--- start of Task material ---

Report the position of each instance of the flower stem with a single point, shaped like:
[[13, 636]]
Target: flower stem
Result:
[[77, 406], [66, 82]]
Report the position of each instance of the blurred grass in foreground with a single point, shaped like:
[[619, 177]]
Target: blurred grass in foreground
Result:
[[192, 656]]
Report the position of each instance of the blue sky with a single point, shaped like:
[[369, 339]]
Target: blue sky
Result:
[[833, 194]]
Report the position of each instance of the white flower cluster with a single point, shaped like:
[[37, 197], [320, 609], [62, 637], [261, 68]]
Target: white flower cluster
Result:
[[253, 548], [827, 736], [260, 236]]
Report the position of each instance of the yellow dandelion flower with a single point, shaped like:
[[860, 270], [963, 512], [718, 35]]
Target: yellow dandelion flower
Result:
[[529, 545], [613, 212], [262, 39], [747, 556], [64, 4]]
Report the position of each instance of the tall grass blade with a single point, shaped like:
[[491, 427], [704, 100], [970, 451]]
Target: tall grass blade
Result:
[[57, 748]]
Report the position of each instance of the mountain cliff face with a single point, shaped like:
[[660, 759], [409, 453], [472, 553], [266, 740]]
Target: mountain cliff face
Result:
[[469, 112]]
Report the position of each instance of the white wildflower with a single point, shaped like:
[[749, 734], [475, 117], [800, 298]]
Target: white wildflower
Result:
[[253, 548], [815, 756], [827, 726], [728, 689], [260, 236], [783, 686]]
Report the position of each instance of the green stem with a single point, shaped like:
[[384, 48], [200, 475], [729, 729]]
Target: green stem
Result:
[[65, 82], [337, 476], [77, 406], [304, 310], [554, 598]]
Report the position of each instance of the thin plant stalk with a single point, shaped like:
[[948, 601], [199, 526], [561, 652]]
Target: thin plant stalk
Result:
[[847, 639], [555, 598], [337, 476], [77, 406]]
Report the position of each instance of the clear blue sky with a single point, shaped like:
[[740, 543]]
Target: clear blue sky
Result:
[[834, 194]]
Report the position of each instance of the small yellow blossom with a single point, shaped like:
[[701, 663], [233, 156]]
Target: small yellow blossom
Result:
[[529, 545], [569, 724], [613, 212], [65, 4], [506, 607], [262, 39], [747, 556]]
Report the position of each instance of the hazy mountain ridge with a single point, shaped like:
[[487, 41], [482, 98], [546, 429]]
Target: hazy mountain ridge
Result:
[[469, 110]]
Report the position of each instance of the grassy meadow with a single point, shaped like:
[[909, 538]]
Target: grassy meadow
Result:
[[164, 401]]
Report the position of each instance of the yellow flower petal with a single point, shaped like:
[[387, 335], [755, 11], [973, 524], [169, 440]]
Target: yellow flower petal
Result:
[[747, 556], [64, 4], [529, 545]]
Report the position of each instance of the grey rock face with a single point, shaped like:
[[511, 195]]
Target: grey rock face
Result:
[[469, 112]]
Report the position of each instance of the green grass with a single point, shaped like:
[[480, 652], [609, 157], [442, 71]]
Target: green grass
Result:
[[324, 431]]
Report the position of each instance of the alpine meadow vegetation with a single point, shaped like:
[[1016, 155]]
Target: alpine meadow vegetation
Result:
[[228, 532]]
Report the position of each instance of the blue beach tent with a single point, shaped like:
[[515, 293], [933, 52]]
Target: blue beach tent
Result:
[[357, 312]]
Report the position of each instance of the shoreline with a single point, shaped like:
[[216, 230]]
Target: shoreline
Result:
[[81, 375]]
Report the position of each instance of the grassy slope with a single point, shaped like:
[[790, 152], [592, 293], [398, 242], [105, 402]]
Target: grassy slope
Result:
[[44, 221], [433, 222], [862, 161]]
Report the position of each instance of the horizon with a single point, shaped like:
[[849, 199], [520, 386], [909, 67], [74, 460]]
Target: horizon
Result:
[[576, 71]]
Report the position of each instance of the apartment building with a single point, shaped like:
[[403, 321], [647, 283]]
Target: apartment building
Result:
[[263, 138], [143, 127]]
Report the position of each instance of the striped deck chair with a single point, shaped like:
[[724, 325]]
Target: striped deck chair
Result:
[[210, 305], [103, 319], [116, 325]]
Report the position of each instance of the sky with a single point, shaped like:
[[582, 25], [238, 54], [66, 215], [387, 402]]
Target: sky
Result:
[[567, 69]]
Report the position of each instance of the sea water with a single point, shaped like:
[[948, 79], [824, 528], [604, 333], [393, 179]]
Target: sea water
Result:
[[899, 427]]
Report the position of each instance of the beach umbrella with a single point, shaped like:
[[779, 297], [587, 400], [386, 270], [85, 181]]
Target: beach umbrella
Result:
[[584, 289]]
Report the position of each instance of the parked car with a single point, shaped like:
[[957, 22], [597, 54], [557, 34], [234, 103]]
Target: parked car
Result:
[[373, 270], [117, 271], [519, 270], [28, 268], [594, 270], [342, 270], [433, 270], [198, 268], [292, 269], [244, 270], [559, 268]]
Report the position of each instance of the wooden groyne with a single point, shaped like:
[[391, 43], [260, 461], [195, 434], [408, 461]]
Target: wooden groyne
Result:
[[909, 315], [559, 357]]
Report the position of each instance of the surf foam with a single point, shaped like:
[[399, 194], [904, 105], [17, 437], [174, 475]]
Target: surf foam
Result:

--- end of Task material ---

**Exercise objective**
Reproduce the stretch of items from the line containing "Report the position of each instance of the apartment" through the line containing "270], [559, 268]]", requests included, and return only those lines. Multiply every point coordinate in the answers by 2.55 and round each to a whole number, with halves rounded up, leaving the numbers in the requests and their format samples as they are.

**Exercise solution**
Report the position of each instance of the apartment building with a single point, shaped like:
[[403, 321], [647, 283]]
Target: apartment building
Result:
[[671, 352], [365, 324]]
Report the position of each instance of the striped deck chair with a single point, shaped like:
[[724, 325]]
Target: striped deck chair
Result:
[[536, 778], [263, 813], [296, 829]]
Report the position of each instance of the sky with a single point, shaped like:
[[582, 25], [238, 54], [66, 215], [387, 402]]
Target: sky
Result:
[[1446, 176]]
Report the position of each instance of the sea water with a single point, shaped like:
[[948, 79], [824, 528], [604, 333], [393, 179]]
Target: sea water
Result:
[[2292, 1089]]
Report the position of each instance of the beach umbrella with a single point, shaped like:
[[779, 297], [587, 400], [386, 270], [85, 181]]
Target: beach umbrella
Result:
[[1489, 737]]
Report the position of each instance of the parked car with a single point, shaped like:
[[957, 22], [597, 54], [557, 34], [234, 103]]
Target: parked car
Result:
[[951, 689], [298, 691], [1323, 689], [71, 683], [1515, 689], [872, 689], [1104, 689], [505, 683], [745, 686], [622, 689], [1425, 683]]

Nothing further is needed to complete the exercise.